:: Text extract ::

Any input much appreciated, ta!
scarbyirp  
22 Jan 2008 /  #2
Can't be that hard. I know how to kill a pig, that's a start.
inkrakow  
22 Jan 2008 /  #3
I have almost persuaded my kielbasa-making friend to make a small batch of British bangers for a group of expats here in Krakow. I'm using Hugh Fernley-Wittingstall's cookery books for recipes. Will let you know how they turn out...
PolskaDoll 28 | 2,104  
22 Jan 2008 /  #4
Never tried making them personally but I have seen them made and it "looks" easy...I googled "making sausages" there's a few websites about it that may help you out until someone who knows that they're doing turns up. Good luck with your venture :)
plk123 8 | 4,148  
22 Jan 2008 /  #5
dude.. there is no sausage like kielbasa.. hands down..
osiol 55 | 3,922  
22 Jan 2008 /  #6
True, but this is where English is lacking a distinction between two very different things.
They are all sausages, but it doesn't seem they are all kiełbase.

You don't have five or six whole kiełbase sticking into a big pile of mashed potato with gravy.
plk123 8 | 4,148  
22 Jan 2008 /  #7
You don't have five or six whole kiełbase sticking into a big pile of mashed potato with gravy.

that is exactly how i eat mine sometimes... :)
OP finT 12 | 167  
23 Jan 2008 /  #8
True, but this is where English is lacking a distinction between two very different things.

:: Exercise description ::
Reproduce the part of the sausage forum thread above between "PolskaDoll 28 |" and "kielbasa.. hands down..", inclusive.

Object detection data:
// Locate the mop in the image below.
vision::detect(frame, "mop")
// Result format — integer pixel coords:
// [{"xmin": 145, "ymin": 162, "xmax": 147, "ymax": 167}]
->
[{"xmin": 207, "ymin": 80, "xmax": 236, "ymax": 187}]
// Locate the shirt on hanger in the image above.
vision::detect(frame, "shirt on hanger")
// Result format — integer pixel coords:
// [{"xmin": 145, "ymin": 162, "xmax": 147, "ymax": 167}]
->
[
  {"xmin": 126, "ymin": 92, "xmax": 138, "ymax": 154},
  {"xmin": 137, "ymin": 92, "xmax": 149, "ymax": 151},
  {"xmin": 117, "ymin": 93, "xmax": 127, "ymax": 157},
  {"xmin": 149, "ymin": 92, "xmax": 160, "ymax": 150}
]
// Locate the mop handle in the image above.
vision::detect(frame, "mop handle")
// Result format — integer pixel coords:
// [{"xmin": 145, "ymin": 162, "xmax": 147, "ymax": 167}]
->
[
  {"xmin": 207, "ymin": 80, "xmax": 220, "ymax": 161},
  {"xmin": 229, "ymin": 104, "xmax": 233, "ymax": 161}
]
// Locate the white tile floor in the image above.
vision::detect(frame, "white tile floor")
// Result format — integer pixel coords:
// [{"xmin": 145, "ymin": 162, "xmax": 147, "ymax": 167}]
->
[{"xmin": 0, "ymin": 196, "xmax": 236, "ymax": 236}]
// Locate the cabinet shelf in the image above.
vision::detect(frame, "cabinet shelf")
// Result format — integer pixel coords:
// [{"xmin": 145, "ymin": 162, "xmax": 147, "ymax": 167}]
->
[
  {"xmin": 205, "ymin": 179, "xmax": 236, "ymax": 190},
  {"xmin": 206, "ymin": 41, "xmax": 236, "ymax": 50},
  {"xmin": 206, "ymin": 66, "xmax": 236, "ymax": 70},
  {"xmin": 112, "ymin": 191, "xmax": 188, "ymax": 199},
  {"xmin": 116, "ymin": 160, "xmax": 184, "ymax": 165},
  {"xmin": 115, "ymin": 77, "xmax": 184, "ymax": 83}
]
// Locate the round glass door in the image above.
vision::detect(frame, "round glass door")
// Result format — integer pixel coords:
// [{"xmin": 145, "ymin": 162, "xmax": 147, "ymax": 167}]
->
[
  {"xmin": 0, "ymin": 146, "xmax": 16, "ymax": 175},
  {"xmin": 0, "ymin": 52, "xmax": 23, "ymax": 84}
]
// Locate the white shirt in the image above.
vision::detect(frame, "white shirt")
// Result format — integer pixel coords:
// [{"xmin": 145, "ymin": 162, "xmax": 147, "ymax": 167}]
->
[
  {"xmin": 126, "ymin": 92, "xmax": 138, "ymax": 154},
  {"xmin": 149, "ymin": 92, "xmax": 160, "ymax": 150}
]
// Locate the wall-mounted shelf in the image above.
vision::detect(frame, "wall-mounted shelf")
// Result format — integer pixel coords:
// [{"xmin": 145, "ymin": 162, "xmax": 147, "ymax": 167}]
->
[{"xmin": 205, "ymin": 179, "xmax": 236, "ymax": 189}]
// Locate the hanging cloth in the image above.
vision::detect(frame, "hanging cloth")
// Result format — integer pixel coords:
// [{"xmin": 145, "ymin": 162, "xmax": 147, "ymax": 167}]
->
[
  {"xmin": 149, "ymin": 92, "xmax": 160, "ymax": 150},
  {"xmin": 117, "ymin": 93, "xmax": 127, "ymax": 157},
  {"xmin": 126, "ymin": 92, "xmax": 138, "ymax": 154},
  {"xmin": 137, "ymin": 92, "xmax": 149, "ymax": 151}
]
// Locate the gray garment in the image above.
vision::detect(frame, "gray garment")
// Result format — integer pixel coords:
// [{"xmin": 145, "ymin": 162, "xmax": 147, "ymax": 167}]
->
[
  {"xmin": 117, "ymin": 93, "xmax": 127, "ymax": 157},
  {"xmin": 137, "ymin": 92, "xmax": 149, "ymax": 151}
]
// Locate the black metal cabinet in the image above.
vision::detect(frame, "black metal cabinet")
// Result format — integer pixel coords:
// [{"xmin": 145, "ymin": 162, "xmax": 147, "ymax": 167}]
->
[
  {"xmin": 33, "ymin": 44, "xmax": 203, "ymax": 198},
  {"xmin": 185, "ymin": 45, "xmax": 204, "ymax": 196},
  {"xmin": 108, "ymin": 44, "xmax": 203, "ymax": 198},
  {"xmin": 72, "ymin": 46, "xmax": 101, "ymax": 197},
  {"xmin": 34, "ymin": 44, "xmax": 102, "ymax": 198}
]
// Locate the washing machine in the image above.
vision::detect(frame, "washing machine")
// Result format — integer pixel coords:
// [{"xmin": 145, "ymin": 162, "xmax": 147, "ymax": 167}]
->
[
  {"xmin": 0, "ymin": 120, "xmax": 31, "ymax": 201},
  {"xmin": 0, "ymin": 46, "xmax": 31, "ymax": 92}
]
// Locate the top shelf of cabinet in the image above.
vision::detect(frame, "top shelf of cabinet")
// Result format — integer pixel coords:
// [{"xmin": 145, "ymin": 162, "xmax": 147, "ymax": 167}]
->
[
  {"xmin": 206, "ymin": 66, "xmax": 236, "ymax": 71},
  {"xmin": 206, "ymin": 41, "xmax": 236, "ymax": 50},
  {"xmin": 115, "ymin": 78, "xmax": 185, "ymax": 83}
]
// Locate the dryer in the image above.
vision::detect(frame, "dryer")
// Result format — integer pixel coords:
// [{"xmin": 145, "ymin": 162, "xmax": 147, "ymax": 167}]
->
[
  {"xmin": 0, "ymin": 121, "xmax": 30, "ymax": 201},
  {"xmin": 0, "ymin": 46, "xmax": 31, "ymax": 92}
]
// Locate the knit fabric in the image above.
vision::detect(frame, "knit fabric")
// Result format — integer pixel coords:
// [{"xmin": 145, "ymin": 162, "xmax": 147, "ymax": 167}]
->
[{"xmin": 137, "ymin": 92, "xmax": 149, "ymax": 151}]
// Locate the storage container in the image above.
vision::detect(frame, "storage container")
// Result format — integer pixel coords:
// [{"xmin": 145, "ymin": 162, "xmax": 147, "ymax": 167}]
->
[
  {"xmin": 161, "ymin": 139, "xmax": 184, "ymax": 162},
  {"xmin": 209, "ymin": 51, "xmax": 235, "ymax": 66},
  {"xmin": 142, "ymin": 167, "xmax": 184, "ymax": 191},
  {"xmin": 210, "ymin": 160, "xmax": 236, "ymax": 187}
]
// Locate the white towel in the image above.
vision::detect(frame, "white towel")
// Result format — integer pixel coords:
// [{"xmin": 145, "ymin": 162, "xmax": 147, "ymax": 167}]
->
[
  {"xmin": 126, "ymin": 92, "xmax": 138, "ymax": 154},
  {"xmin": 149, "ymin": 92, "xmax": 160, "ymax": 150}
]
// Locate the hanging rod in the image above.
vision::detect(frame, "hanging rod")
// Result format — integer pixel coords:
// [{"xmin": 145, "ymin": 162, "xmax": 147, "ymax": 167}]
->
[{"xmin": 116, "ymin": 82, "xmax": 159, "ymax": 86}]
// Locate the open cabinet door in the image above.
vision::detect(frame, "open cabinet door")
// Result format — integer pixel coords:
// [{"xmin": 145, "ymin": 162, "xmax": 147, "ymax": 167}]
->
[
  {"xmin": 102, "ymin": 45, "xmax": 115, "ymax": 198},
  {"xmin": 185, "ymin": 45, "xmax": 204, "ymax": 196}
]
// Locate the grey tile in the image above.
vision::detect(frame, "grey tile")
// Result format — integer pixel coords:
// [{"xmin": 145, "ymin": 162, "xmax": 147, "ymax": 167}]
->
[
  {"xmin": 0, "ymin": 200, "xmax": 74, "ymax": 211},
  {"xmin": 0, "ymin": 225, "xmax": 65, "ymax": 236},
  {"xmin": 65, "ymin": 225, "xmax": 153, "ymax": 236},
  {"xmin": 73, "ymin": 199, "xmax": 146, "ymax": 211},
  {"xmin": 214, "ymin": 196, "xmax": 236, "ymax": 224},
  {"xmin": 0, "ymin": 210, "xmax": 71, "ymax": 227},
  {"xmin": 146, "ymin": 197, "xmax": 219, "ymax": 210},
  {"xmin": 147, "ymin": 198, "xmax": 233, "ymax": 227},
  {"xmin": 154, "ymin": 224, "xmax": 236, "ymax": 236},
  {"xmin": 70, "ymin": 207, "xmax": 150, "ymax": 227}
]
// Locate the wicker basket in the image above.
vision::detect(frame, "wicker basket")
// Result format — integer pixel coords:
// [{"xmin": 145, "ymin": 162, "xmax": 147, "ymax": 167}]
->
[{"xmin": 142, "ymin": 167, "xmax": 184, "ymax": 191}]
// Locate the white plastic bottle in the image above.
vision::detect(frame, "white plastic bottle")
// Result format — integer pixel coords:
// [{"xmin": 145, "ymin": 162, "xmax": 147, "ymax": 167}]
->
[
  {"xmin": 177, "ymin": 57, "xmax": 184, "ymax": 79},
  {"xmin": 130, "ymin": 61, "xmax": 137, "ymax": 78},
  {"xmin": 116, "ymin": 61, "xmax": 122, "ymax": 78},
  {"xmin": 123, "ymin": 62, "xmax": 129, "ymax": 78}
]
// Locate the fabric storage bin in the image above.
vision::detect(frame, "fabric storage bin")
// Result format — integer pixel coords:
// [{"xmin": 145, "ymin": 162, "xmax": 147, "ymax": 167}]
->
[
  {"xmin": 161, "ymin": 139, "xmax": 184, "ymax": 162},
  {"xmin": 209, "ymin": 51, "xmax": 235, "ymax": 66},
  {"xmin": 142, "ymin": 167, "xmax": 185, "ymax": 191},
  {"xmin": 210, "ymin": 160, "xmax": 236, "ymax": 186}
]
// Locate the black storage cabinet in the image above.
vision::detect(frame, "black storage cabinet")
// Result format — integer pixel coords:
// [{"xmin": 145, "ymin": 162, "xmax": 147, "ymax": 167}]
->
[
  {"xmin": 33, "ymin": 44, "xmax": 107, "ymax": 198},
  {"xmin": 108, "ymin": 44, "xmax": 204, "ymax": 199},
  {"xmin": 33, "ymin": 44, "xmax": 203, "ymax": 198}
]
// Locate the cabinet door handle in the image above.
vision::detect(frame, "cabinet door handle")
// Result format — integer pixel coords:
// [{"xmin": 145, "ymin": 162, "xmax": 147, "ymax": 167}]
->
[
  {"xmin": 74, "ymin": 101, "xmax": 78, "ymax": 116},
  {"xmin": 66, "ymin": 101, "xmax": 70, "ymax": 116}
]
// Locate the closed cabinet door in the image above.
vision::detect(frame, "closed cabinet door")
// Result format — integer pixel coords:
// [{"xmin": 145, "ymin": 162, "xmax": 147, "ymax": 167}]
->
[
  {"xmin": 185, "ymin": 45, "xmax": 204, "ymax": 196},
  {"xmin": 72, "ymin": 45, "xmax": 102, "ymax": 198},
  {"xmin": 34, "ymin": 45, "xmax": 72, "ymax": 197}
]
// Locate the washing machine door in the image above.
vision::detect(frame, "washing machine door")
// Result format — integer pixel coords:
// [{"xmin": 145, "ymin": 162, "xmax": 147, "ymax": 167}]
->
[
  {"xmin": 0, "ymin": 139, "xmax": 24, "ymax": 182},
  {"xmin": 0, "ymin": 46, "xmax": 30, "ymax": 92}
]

:: Result of this exercise ::
PolskaDoll 28 | 2,104  
22 Jan 2008 /  #4
Never tried making them personally but I have seen them made and it "looks" easy...I googled "making sausages" there's a few websites about it that may help you out until someone who knows that they're doing turns up. Good luck with your venture :)
plk123 8 | 4,148  
22 Jan 2008 /  #5
dude.. there is no sausage like kielbasa.. hands down..